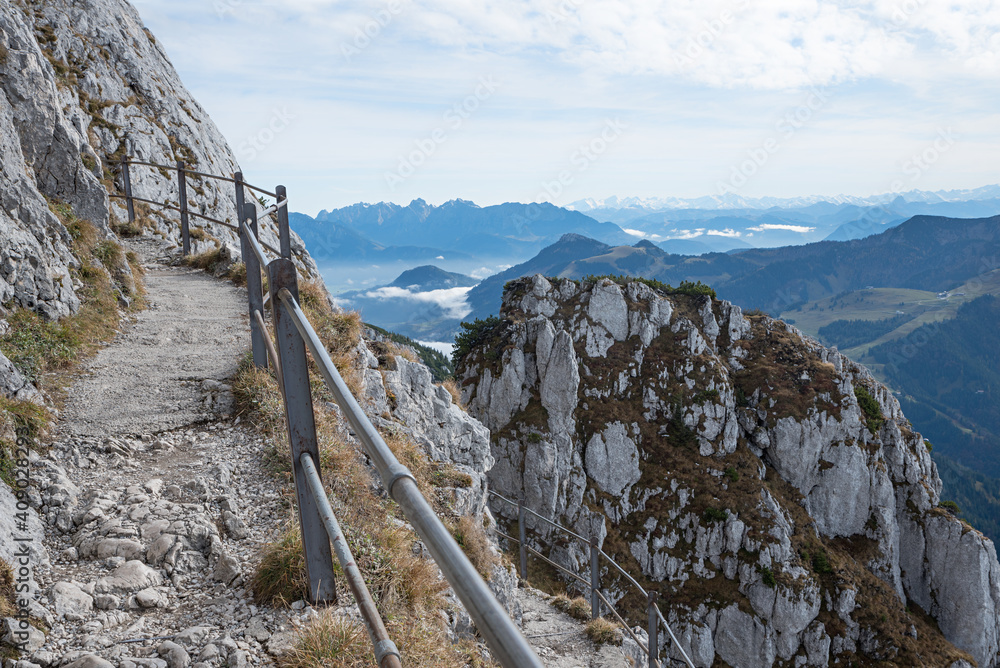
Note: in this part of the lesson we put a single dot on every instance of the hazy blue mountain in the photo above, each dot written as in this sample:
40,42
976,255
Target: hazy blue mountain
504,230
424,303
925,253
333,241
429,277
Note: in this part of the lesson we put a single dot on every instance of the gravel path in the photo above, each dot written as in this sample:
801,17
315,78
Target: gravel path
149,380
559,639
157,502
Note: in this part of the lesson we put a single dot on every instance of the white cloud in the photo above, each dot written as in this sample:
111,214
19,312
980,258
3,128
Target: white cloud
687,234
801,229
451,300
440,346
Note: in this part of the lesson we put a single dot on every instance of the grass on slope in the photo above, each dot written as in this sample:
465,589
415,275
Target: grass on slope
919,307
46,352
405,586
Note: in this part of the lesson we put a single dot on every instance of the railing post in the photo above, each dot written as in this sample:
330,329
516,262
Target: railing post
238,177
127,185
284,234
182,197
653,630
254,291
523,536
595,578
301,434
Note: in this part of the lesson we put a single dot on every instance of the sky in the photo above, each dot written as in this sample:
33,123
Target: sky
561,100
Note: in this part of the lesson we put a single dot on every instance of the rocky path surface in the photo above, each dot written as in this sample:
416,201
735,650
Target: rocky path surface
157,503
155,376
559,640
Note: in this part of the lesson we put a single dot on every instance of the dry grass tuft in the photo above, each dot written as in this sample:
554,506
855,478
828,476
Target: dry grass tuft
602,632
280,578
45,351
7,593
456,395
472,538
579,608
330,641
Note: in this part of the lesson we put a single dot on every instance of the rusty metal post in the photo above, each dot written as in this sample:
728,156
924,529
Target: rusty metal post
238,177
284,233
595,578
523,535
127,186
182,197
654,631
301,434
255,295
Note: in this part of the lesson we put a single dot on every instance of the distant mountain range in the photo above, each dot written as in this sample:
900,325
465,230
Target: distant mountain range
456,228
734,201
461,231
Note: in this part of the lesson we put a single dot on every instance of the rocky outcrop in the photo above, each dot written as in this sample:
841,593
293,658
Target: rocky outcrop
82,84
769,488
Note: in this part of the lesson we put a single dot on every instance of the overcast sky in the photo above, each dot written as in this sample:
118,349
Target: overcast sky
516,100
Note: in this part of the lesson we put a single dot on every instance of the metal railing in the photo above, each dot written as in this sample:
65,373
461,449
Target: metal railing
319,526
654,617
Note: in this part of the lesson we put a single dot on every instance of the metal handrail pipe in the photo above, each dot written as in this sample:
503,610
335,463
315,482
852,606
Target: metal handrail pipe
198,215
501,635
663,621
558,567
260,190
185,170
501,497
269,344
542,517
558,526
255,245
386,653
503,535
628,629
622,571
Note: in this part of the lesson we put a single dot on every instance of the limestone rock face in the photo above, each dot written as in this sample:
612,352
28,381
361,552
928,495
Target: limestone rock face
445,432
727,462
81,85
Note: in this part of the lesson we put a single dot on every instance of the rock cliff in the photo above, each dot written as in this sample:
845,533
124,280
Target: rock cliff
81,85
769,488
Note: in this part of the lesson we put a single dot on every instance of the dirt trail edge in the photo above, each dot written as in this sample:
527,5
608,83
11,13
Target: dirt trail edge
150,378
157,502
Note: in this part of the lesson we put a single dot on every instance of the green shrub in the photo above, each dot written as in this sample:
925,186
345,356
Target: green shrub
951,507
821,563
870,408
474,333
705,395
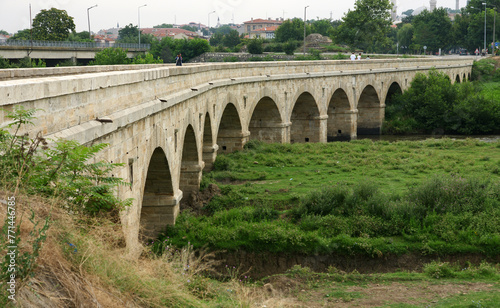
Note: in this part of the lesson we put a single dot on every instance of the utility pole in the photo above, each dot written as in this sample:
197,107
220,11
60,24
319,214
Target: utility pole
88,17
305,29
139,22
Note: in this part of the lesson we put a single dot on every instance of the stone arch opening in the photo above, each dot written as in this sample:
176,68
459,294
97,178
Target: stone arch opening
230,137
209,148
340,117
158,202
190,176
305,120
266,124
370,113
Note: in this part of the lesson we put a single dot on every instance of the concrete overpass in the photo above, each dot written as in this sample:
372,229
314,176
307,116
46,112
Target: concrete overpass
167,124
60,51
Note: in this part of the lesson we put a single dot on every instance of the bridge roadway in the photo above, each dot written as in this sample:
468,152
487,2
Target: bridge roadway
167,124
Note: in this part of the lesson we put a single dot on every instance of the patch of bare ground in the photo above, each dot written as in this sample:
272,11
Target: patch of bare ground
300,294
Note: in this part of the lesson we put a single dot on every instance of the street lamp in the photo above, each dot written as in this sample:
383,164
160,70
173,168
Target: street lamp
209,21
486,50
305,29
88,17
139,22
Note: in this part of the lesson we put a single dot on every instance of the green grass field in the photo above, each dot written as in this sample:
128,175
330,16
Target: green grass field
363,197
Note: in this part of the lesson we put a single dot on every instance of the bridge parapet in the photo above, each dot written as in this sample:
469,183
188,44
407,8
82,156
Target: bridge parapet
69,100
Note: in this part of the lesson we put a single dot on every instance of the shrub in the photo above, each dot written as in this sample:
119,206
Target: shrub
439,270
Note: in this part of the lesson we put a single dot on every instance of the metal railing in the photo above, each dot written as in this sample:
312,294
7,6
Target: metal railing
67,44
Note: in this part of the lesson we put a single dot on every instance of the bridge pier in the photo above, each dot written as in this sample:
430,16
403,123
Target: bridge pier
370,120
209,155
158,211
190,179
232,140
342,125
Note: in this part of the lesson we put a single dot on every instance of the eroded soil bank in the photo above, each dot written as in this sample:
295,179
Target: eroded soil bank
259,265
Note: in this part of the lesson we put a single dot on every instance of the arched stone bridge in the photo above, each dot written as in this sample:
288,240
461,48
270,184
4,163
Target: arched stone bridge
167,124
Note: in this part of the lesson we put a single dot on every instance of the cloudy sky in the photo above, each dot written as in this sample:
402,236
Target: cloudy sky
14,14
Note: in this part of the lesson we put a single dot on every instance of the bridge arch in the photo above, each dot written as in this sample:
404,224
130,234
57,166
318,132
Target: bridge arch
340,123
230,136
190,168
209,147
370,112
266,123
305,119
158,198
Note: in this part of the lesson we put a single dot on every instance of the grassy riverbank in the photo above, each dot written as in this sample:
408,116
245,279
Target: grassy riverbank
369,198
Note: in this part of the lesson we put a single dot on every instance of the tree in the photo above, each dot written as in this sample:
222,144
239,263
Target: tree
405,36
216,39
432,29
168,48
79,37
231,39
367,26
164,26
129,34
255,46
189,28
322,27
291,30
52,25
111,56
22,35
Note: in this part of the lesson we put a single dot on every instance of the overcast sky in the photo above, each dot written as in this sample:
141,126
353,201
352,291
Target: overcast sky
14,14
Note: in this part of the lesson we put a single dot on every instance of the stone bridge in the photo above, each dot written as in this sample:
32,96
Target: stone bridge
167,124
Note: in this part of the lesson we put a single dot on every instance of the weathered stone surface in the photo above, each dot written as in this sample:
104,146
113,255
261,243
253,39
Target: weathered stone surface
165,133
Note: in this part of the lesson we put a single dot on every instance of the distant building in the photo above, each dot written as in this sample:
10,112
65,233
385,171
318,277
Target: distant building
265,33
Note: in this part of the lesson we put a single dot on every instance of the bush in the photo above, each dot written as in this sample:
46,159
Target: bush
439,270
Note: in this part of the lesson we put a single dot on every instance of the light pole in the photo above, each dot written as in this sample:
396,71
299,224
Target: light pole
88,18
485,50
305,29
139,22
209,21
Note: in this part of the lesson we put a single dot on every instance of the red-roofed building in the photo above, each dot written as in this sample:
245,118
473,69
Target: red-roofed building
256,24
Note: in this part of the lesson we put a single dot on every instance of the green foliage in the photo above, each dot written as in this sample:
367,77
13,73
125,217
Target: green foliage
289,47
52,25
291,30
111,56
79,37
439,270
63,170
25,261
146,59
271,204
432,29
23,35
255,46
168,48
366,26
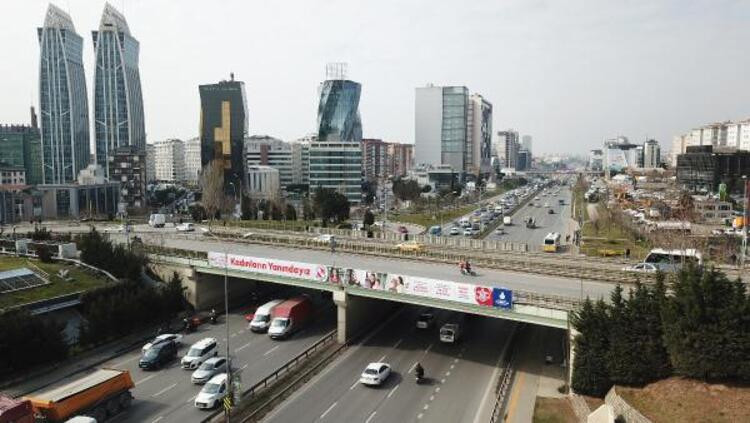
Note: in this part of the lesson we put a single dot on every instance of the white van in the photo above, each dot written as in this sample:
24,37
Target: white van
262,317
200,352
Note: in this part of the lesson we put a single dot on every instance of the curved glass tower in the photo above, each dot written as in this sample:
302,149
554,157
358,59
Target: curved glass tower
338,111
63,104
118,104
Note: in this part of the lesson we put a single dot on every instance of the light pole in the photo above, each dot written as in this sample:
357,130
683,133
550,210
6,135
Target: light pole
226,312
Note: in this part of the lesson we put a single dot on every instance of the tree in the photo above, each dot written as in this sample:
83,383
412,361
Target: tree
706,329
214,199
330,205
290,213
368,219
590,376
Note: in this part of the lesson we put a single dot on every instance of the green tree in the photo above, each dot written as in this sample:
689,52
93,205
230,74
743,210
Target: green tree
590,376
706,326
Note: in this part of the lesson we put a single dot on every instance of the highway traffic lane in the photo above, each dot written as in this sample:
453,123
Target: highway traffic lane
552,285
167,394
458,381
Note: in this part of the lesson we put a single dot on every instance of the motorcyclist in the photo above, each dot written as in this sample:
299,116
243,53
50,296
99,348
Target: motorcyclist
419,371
- - - - - - -
** Given exercise **
Copy exactly the line containing "of the curved" and every line after it, ending with the last line of the records above.

** Worked solution **
Note: in this part of the lesson we put a single dot on every instance of the curved glass tower in the photo above, each dot written as in this sample:
302,149
554,157
358,59
Target: curved glass tower
338,111
63,104
118,104
Note: in this part of the lesson we put a single dot on every instance of the light pole in the photo above, each dot written as in this sample:
357,130
683,133
550,210
6,135
Target: light pole
226,312
Note: in this part of the lesson we put a single dot on every instance of the tree in the photo above, each dot written as in this sample:
83,383
412,361
Target: tree
706,329
214,199
330,205
290,213
368,219
590,376
Note: in this part of the lesson we put a single dot on every instance of the green tree in the photo above, each dot written as in this sample:
689,52
93,205
230,74
743,210
Target: green tree
590,376
706,326
Note: in this part of the lesson we put a single dot on every instance of the highway traffic lane in the photo above, each dot written as in this sample:
453,123
Target: highway traffic lane
552,285
167,394
458,381
Note: in this part of the lesson we put a single dot on every instance of the motorcyclist in the photo above, each dot written as in this sample:
299,116
243,53
50,296
99,348
Target: motorcyclist
419,371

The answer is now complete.